## WORK INSTRUCTIONS
Pull every line that includes the word "vegetation" from the data.
□ □ □ □
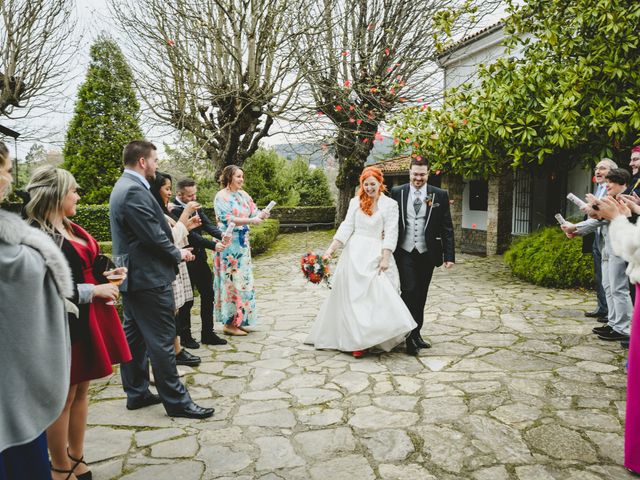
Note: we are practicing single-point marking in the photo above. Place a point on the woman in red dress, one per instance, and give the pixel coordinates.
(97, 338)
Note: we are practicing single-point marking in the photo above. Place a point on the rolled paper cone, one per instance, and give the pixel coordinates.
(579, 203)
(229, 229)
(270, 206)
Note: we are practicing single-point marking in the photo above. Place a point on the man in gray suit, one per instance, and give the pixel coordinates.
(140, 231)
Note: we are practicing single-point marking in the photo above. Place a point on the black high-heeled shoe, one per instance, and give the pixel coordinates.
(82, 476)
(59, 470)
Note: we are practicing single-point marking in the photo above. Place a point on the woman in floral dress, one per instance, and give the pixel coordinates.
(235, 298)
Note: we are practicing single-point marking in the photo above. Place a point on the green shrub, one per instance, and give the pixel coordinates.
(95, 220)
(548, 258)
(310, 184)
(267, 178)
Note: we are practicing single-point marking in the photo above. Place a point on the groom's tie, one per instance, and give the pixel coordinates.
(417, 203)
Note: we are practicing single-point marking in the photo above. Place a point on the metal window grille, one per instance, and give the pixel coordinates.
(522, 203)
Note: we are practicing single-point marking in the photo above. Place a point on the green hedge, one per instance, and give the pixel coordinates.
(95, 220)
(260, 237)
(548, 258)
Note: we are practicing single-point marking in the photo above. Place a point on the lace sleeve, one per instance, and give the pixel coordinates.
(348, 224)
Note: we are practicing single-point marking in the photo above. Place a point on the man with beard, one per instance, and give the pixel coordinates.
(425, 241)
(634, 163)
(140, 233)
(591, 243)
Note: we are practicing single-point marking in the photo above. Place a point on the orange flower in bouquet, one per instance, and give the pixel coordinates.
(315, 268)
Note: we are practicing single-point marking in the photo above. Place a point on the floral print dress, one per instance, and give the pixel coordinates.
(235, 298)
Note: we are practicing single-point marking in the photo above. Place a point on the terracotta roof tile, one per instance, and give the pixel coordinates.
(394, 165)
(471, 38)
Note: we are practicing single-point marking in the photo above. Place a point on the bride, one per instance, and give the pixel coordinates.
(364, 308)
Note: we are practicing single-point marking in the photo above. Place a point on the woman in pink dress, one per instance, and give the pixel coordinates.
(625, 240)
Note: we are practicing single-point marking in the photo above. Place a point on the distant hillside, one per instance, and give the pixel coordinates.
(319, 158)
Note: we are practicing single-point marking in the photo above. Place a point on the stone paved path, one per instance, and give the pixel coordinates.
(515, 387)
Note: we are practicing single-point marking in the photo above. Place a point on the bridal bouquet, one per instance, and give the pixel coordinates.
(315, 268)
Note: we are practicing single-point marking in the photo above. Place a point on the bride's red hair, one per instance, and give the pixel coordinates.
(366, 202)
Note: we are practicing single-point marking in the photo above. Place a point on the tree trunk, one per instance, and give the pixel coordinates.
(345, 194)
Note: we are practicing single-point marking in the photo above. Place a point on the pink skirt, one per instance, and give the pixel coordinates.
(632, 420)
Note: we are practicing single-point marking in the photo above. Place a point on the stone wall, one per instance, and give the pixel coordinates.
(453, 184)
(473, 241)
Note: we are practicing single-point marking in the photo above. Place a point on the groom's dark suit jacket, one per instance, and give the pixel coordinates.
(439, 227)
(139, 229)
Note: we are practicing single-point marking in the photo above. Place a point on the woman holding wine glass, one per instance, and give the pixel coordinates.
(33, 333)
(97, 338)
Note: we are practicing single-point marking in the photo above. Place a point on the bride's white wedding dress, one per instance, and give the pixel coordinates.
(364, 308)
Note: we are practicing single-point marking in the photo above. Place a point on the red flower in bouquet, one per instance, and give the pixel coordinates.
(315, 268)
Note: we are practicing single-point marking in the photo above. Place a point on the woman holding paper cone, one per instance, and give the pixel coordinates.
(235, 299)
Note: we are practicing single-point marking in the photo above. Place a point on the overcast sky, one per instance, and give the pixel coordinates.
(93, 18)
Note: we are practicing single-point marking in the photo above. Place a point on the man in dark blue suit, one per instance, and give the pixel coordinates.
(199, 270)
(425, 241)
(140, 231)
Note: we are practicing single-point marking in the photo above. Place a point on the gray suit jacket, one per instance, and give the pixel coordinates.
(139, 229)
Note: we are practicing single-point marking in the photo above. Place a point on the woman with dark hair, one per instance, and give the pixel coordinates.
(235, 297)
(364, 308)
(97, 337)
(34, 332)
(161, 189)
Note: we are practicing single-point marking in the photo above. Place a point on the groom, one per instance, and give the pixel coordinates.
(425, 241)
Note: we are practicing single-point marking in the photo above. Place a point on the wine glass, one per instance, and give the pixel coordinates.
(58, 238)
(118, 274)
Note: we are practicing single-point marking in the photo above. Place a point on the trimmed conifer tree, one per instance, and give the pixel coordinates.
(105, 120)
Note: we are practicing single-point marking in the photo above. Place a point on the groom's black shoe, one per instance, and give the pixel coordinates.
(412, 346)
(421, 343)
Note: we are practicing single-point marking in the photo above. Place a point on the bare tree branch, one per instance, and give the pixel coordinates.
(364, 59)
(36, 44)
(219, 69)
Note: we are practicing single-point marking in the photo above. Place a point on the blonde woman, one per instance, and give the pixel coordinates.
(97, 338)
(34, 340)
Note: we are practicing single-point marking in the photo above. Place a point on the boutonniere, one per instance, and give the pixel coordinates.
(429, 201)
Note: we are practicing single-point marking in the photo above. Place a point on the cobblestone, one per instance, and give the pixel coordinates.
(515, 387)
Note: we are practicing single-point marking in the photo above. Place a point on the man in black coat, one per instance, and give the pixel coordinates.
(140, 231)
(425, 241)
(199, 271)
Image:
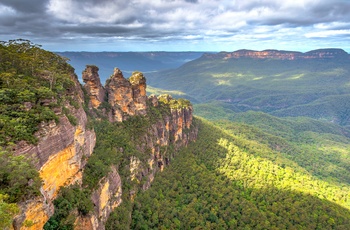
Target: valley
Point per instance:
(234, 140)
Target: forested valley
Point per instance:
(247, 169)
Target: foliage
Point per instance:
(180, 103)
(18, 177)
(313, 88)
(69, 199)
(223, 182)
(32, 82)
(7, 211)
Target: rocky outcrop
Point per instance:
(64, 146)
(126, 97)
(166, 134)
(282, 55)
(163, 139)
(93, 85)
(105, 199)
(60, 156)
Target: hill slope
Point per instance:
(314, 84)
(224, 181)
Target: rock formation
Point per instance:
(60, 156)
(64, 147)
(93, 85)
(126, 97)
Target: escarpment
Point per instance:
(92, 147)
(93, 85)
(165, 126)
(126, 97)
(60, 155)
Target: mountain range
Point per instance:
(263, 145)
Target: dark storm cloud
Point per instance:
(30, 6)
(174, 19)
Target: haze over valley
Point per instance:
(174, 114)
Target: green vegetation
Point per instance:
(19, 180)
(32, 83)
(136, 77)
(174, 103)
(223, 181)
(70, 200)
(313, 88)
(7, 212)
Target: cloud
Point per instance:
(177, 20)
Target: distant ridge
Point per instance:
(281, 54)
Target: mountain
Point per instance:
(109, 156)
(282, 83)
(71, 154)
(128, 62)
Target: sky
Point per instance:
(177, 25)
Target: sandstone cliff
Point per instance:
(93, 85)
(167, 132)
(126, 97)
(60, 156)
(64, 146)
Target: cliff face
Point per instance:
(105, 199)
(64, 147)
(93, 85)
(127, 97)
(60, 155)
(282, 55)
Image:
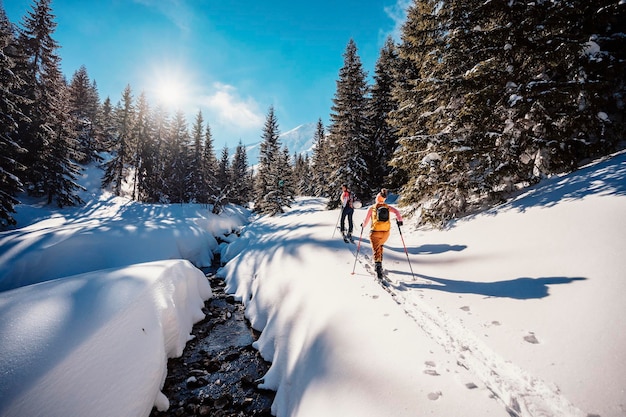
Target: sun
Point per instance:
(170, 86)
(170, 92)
□ □ □ □
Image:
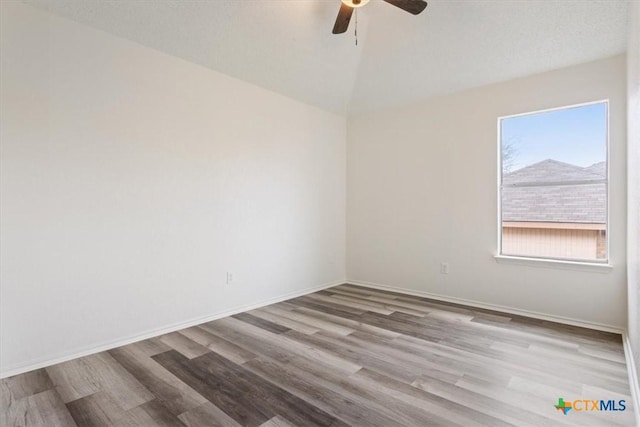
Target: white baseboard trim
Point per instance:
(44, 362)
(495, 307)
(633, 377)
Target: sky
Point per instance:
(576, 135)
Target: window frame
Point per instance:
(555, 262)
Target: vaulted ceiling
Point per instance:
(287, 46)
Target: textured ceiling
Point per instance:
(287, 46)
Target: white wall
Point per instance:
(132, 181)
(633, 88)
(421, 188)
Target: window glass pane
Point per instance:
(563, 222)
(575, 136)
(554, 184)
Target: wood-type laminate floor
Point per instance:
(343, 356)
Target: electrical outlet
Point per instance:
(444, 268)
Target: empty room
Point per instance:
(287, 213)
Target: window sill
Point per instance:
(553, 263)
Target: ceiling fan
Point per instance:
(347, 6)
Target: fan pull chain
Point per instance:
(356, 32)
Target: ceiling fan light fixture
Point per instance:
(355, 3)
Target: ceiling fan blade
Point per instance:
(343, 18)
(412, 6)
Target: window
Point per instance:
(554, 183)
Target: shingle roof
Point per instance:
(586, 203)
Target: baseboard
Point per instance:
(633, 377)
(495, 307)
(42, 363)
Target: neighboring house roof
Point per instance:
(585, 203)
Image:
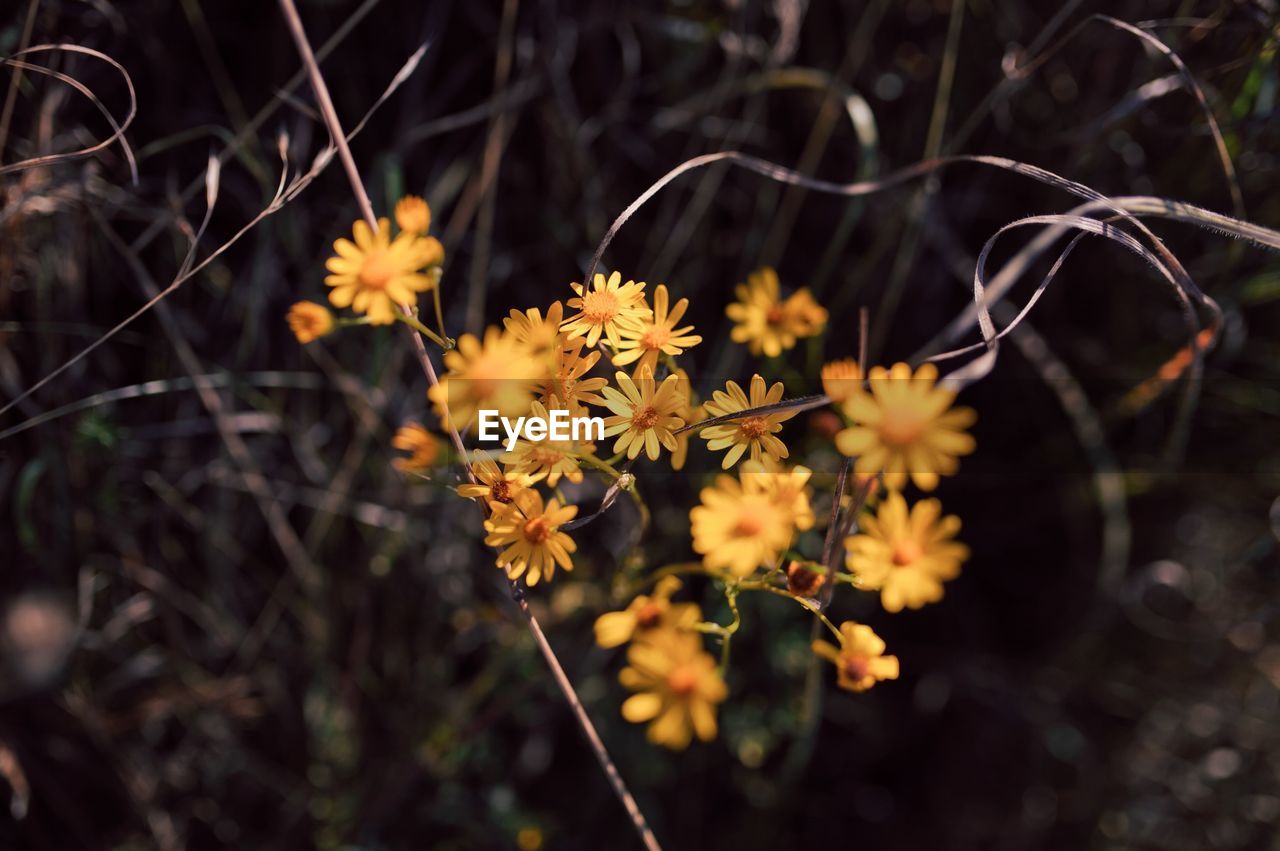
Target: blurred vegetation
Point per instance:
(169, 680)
□ □ □ □
## YOUR RESPONSE
Target: green vegetation
Target: blurred vegetation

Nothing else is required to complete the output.